## WHAT TO WORK ON
Format every line of the data below as a numbered list, omitting any blank lines.

Collection entries:

|---|

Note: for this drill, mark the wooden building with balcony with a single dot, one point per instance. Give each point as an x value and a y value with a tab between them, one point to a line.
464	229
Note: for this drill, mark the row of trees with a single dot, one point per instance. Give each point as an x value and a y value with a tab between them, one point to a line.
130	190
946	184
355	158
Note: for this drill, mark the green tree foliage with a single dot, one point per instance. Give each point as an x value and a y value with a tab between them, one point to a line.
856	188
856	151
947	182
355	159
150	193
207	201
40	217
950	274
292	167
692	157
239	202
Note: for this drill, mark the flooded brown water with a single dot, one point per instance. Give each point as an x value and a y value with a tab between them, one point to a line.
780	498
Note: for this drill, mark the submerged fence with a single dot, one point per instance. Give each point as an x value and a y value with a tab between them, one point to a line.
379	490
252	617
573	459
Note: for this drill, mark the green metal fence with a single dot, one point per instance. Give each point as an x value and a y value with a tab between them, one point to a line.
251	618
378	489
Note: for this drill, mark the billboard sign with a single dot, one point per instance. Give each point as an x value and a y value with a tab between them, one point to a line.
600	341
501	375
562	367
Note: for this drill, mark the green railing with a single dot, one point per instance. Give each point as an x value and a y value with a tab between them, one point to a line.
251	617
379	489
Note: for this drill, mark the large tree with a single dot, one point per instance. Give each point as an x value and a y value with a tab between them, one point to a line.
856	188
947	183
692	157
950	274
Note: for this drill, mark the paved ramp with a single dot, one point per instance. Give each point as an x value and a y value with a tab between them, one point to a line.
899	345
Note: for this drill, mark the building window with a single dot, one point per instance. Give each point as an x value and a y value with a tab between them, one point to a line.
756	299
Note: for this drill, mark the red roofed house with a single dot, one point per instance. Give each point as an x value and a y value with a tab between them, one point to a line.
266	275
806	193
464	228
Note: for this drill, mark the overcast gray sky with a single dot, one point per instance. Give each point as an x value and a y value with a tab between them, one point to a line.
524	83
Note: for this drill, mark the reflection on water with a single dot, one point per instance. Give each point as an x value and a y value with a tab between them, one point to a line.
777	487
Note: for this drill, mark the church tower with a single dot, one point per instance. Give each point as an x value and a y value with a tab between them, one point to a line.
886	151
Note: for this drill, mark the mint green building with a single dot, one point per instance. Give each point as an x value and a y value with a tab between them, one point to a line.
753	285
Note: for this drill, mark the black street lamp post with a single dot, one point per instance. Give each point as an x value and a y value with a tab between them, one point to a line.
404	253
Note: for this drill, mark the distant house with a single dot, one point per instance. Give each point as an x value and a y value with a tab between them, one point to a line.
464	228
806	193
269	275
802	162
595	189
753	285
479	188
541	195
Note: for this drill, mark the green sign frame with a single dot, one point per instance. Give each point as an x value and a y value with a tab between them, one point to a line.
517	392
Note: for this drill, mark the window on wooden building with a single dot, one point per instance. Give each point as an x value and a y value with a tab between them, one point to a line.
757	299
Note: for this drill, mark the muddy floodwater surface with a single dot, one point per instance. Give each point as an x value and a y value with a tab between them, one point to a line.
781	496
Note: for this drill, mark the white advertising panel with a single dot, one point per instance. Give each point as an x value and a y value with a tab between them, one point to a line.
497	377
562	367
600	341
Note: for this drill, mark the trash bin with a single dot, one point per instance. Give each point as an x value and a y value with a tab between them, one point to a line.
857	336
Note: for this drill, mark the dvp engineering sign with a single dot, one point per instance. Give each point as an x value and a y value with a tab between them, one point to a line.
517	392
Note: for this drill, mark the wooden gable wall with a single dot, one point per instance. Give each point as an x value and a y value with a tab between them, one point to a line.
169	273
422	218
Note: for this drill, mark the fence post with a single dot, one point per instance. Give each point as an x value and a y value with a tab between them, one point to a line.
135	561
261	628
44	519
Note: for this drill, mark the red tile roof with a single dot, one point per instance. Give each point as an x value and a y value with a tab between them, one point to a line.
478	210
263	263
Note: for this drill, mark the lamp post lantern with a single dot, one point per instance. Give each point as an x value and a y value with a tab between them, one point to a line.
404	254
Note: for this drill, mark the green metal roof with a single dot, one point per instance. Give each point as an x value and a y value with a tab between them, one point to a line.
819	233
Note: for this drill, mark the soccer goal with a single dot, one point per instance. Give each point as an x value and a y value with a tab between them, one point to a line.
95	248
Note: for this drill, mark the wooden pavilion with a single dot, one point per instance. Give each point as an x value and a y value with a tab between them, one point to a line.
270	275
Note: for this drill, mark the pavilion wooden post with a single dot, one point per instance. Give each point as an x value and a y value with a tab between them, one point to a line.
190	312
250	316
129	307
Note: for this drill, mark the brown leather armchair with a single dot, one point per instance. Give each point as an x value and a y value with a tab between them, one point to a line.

|---|

## SOLUTION FOR THIS PROBLEM
1. Note: for this drill, mark the wooden building with balcony with a single dot, one point per instance. Give each point as an x value and a y value with a tab between them, one point to a line.
2. 464	229
3. Note: for this drill, mark the row of trees with a single dot, one point per instance. Give each point as an x value and a y value with a tab between them, one point to a line.
4. 130	190
5. 946	184
6. 355	158
7. Note: for this drill, mark the green tree foliage with a single dot, one point per instance. Give each point as an x value and a y value with a tab between them, one point to a line.
8. 856	188
9. 856	151
10. 947	182
11. 355	159
12. 150	193
13. 207	201
14. 40	217
15. 950	274
16. 292	167
17. 692	157
18. 239	202
19. Note: for this drill, mark the flooded brown water with a single dot, one point per instance. Give each point as an x value and a y value with a tab between them, one point to a line.
20. 780	498
21. Note: for this drill, mark the submerged fence with a single dot, one point per instance. Give each point as an x value and a y value with a tab between them, one point to a line.
22. 379	490
23. 252	617
24. 573	459
25. Note: for this drill, mark the green metal fence with a single dot, one point per instance. Give each point as an x value and a y value with a tab between them, one point to a line.
26. 251	618
27. 378	489
28. Note: for this drill, mark the billboard sign with a single dot, one point per instance. Give each point as an x value and a y value with a tab between them, one point to a line.
29. 600	341
30. 501	375
31. 562	367
32. Note: for this drill, mark the green railing with a single dot, one point per instance. Give each point as an x value and a y value with a tab between them, one point to a line.
33. 251	617
34. 379	489
35. Note: for this drill, mark the large tree with a single dot, one point per instance. Give each point as an x value and a y value with a tab between them, one point to a line.
36. 856	188
37. 947	183
38. 692	157
39. 950	274
40. Note: for this drill, mark the paved ramp with a single dot, one point per instance. Give each point as an x value and a y value with a tab between them, one point to a line.
41. 899	345
42. Note: for this drill, mark the building window with a single dot, one point per instance. Give each point as an x value and a y value with a tab between them, one point to a line.
43. 756	299
44. Note: for this drill, mark the red roofed house with a single dot, one point per instance. Give each point as an x value and a y value with a tab between them, one point to a line.
45. 266	275
46. 806	193
47. 464	228
48. Note: for this drill, mark the overcast gray sky with a single dot, one point per instance. Give each point as an x value and a y value with a tab between them, one point to a line.
49. 524	83
50. Note: for this drill, mark the reflection on water with a single dot, one point per instance. Give each point as an x value and a y value with a tab between them, one point to a line.
51. 777	487
52. Note: for this drill, mark the church tower with a single dot, one point per instance. Give each point as an x value and a y value with a tab between them, one point to a line.
53. 886	151
54. Note: for this drill, mark the mint green building with a single dot, one point per instance. Give each point as an x value and a y value with a tab between them, one point to a line.
55. 753	285
56. Note: for this drill, mark the black street lamp post with a single dot, one point per instance. Give each point as an x value and a y value with a tab between them, one point to a line.
57. 404	253
58. Note: for this drill, mark the distant house with a single dot, one point per instance. Give each point as an x value and a y value with a tab between them, one point to a line.
59. 464	228
60. 806	193
61. 269	275
62. 802	162
63. 595	189
64. 753	285
65. 479	188
66. 541	195
67. Note: for this drill, mark the green sign frame with a single dot, one point per instance. Give each point as an x value and a y value with a tab between them, one point to a line.
68. 517	392
69. Note: for this drill, mark the window on wooden building with a single dot, one point per instance. Give each point as an x value and a y value with a tab between them, one point to a line.
70. 757	299
71. Note: for this drill, mark the muddy floodwater surface with a single dot, one point per instance. Give each point as an x value and a y value with a tab between them, one point to a line.
72. 781	496
73. Note: for this drill, mark the white advertising panel with a single dot, one point per instance. Give each point as an x value and a y value with a tab between them, one point to a line.
74. 497	377
75. 562	367
76. 600	341
77. Note: for this drill, mark the trash bin with a single dot, one point per instance. Give each point as an x value and a y value with a tab between them, one point to a line.
78. 857	336
79. Note: for this drill, mark the dvp engineering sign with a single dot, one point per instance. Give each point as an x value and a y value with a tab between them, one point to a line.
80. 517	392
81. Note: for this drill, mark the wooden gable wall with a single dot, one point per instance. Give each point as an x value and a y value with a tab between them, one point to a line.
82. 169	273
83. 422	218
84. Note: for this drill, mark the fence post with a single dot, one point per instance. Give each point as an x value and a y value with a tab between them, one point to a line.
85. 135	561
86. 261	628
87. 44	519
88. Note: for this drill, mark the red tile roof with a single dot, one point per instance. Give each point as an x value and a y value with a tab between them, one point to a line.
89. 478	210
90. 263	263
91. Note: for this drill, mark the lamp post lantern with a single dot, one point per instance. Give each point as an x value and a y value with a tab between them, one point to a line.
92. 404	254
93. Note: for this drill, mark the green metal roof with a single dot, one point per instance. Give each point as an x value and a y value with a tab between them, one point to a line.
94. 819	233
95. Note: for this drill, mark the soccer goal with a single dot, one point per instance. Give each point as an x value and a y value with a tab between them, one point to a line.
96. 95	248
97. Note: for this drill, mark the wooden pavilion with a single dot, one point per instance. Give each point as an x value and a y value with a tab between them, one point to a line.
98. 270	275
99. Note: for this drill, mark the pavilion wooden post with a single dot, one point per instance. Give each point as an x value and a y value with a tab between them, one point to a line.
100. 190	312
101. 250	316
102. 129	307
103. Note: for this drill, mark the brown leather armchair with a single dot, one point per instance. Give each point as an x value and a y value with a tab between them, one point to a line.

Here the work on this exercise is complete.